Work request:
Nothing but a full, exact copy of the data is needed.

Supplied data:
◇ ◇ ◇

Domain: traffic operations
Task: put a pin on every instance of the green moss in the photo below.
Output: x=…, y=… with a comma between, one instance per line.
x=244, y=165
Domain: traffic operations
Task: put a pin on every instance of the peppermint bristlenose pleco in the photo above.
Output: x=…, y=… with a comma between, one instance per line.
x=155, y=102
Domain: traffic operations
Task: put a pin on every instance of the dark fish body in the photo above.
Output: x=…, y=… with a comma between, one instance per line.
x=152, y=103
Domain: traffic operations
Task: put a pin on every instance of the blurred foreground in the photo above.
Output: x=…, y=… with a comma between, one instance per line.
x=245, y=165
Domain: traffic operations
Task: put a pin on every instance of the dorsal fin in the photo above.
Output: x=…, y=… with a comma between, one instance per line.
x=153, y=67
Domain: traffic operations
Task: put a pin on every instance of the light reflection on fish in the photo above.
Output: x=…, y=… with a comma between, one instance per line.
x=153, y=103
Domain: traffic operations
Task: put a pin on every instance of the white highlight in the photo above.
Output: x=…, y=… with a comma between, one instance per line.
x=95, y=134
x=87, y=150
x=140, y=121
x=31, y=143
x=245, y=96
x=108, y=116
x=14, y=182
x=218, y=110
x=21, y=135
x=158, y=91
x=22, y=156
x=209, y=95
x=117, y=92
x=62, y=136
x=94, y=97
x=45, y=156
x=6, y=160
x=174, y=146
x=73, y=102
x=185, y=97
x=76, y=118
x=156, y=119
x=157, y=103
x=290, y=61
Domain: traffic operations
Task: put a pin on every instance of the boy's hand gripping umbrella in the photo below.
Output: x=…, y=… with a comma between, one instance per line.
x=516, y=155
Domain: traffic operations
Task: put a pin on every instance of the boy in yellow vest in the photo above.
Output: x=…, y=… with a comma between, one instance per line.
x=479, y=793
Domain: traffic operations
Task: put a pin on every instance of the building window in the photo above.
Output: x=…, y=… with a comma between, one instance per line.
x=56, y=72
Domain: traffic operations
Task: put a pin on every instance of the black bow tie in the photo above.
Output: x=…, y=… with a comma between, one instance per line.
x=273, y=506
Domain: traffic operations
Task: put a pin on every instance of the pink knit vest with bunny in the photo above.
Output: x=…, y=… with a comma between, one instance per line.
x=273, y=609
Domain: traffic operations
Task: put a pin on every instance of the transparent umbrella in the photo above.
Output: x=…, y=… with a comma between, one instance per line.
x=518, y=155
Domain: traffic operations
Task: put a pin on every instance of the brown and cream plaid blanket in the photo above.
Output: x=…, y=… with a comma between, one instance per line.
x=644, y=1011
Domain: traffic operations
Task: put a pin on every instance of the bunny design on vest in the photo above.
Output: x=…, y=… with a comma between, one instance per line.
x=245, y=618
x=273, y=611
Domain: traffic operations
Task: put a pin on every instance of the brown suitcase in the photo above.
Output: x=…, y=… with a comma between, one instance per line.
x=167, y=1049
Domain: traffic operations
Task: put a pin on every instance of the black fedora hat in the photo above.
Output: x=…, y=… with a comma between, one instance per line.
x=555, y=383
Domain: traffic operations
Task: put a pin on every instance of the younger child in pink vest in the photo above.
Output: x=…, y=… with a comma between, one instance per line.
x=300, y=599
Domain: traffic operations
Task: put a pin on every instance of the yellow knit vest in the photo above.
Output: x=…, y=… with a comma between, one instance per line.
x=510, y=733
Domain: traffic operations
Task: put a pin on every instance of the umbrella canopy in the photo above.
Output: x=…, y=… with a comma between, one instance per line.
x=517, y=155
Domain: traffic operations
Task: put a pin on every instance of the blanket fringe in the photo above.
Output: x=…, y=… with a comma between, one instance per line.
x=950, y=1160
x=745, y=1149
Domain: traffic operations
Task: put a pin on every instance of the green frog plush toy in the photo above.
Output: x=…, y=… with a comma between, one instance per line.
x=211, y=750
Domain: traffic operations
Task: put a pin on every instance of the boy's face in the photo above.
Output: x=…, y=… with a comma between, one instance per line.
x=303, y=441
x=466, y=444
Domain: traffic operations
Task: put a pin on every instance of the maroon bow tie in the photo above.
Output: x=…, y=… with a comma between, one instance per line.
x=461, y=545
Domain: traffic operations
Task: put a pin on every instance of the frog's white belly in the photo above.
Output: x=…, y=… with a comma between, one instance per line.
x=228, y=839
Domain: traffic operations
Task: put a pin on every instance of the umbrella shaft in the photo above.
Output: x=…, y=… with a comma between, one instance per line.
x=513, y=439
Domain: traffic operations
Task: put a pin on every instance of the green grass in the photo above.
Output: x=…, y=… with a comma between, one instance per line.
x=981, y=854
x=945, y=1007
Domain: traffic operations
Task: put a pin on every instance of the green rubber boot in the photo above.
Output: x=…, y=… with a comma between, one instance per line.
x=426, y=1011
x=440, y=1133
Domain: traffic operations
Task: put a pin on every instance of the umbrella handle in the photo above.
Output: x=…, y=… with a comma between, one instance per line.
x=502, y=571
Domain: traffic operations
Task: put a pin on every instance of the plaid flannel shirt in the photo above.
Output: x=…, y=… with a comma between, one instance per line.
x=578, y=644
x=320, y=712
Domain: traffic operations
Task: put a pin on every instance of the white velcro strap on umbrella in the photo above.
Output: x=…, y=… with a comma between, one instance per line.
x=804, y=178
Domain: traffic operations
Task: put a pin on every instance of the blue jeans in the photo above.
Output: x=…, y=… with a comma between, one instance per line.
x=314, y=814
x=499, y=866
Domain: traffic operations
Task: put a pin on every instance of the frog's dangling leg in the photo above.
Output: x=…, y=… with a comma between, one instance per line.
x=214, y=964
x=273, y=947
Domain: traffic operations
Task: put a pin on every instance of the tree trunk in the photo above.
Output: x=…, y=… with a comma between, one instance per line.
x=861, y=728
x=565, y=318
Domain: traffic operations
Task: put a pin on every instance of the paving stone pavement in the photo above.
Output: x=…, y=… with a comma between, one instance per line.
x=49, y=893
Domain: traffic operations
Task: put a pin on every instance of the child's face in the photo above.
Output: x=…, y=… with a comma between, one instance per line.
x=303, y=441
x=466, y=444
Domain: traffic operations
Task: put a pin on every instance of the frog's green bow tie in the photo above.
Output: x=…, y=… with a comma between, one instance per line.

◇ ◇ ◇

Answer to the exercise:
Domain: traffic operations
Task: put a pin on every instance of the green moss in the photo below.
Output: x=…, y=… with a comma between, one instance per line.
x=244, y=165
Domain: traffic operations
Task: put a pin on every instance of the peppermint bristlenose pleco in the photo above.
Output: x=…, y=… with a comma between, one instance per line.
x=155, y=102
Domain: traffic operations
Task: put a pin on every instance of the dark fish body in the photo above.
Output: x=…, y=… with a comma between, one instance per line.
x=152, y=103
Domain: traffic operations
Task: put a pin on every instance of the blurred foreground in the photo above.
Output: x=…, y=… with a comma between, one instance per line.
x=245, y=165
Domain: traffic operations
Task: put a pin on every instance of the dorsal fin in the photo above.
Output: x=…, y=… with a comma between, one instance per line.
x=153, y=67
Domain: traffic operations
Task: put a pin on every instance of the light reflection on fish in the photo above.
Output: x=…, y=… with a comma between, one instance per line.
x=153, y=103
Domain: traffic operations
Task: put a pin on every instance of the white highlight in the photo above.
Output: x=…, y=… with a comma between, one instance per line.
x=95, y=134
x=87, y=150
x=140, y=121
x=31, y=143
x=245, y=96
x=108, y=116
x=14, y=182
x=218, y=110
x=21, y=135
x=158, y=91
x=22, y=156
x=209, y=95
x=117, y=92
x=62, y=136
x=94, y=97
x=45, y=156
x=6, y=160
x=174, y=146
x=73, y=102
x=185, y=97
x=76, y=118
x=156, y=119
x=157, y=103
x=290, y=61
Domain: traffic operations
Task: put a pin on every instance of the boy's hand gripping umbrella in the photo below.
Output: x=…, y=… with a comma between, one instance per line.
x=516, y=155
Domain: traffic operations
Task: put a pin on every instance of the boy in yellow vest in the photo above.
Output: x=…, y=… with a comma between, one instance per line.
x=479, y=793
Domain: traffic operations
Task: put a pin on every instance of the building window in the photo above.
Output: x=…, y=… with a comma between, one instance per line.
x=56, y=72
Domain: traffic operations
Task: put a pin on every instance of the black bow tie in the photo above.
Output: x=…, y=… with a comma between, one instance per line.
x=273, y=506
Domain: traffic operations
Task: put a pin on every instance of the pink knit vest with bunny in the photo above.
Output: x=…, y=… with a comma between, one instance per line.
x=273, y=609
Domain: traffic operations
Task: put a pin on every instance of the transparent umbrella in the photo above.
Output: x=…, y=… with a comma between, one instance per line.
x=518, y=155
Domain: traffic operations
Task: put a pin on every instance of the brown and cream plaid blanket in the photo above.
Output: x=…, y=… with a comma between, one instance per line.
x=644, y=1011
Domain: traffic operations
Task: put a pin on every instance of the bunny design on vest in the photo above.
Output: x=…, y=… with a comma between, one instance per line.
x=245, y=618
x=273, y=611
Domain: traffic operations
Task: put a pin on every instance of the brown suitcase in the photo above.
Output: x=…, y=… with a comma between, one instance per line.
x=167, y=1049
Domain: traffic operations
Task: put a pin on every instance of the black fedora hat in the photo above.
Output: x=…, y=… with a comma between, one instance per line.
x=555, y=383
Domain: traffic operations
Task: put a pin on every instance of the younger child in pink vest in the photo above.
Output: x=…, y=… with a comma between, one instance per line.
x=300, y=599
Domain: traffic operations
Task: put a pin on every instance of the yellow knit vest in the photo above.
Output: x=…, y=… with a comma between, one instance per line.
x=510, y=733
Domain: traffic operations
Task: put a pin on every instance of the umbrella canopy in the photo above.
Output: x=…, y=… with a comma between, one instance per line.
x=517, y=155
Domain: traffic operations
Task: put a pin on every instance of the blanket fringe in the photo above.
Output: x=…, y=… with a comma between, one instance per line.
x=950, y=1160
x=745, y=1149
Domain: traffic operations
Task: put a pin on every instance of the green frog plush toy in the photo above.
Output: x=…, y=… with a comma between, one instance per line.
x=211, y=750
Domain: traffic operations
Task: put a pin on every instance of the boy's face in the photo above.
Output: x=…, y=… with a comma between, one instance per line.
x=303, y=441
x=466, y=444
Domain: traffic operations
Task: put a pin on every instance of the maroon bow tie in the photo above.
Output: x=…, y=… with a comma between, one instance per line.
x=461, y=545
Domain: traffic operations
Task: put a pin on every instance of the frog's white belly in the photo above.
Output: x=…, y=… with a comma between, one instance per line.
x=228, y=839
Domain: traffic operations
Task: put a pin on every instance of the umbrella shaft in the photo above.
Output: x=…, y=… with a comma between, one instance per line.
x=513, y=439
Domain: traffic operations
Task: put a pin on every instance of the green grass in the photo above.
Output: x=…, y=… with a comma between, one instance per line.
x=981, y=854
x=945, y=1007
Domain: traffic operations
Task: put a pin on every instance of the green rubber boot in the photo above.
Output: x=…, y=… with a comma between, one instance per line.
x=426, y=1011
x=440, y=1133
Domain: traffic operations
Task: put a pin on every instance of the umbrella handle in the photo above.
Output: x=…, y=… with a comma between, one instance per line.
x=502, y=571
Domain: traffic operations
Task: put a pin on every instance of the plaid flannel shirt in the photo above.
Output: x=…, y=… with a comma between, one instance per line.
x=578, y=644
x=320, y=712
Domain: traffic operations
Task: put a pin on every instance of the white velcro strap on umbrella in the photo above.
Output: x=…, y=… with a comma between, one instance per line.
x=804, y=178
Domain: traffic operations
Task: put a pin on every instance of the blue jeans in the photo above.
Output: x=…, y=… with a comma between, one instance per line.
x=314, y=814
x=499, y=866
Domain: traffic operations
Task: put a pin on every instance of the frog's dangling leg in the photo above.
Output: x=…, y=… with a comma between, one instance per line.
x=214, y=964
x=273, y=947
Domain: traffic operations
Task: put a pin on every instance of the tree trunk in the photo above.
Output: x=…, y=… with a comma between, one instance per line.
x=861, y=728
x=565, y=318
Domain: traffic operations
Task: put a pin on every instance of the paving stone pavement in the photo above.
Output: x=…, y=… with a comma between, one instance per line.
x=49, y=893
Domain: traffic operations
Task: put a pin on every instance of the child's face in the photo above.
Output: x=…, y=… with a comma between, one instance per line.
x=303, y=441
x=466, y=444
Domain: traffic operations
Task: put a pin on every instance of the frog's green bow tie in the photo above.
Output: x=…, y=… with a comma between, one instance per line.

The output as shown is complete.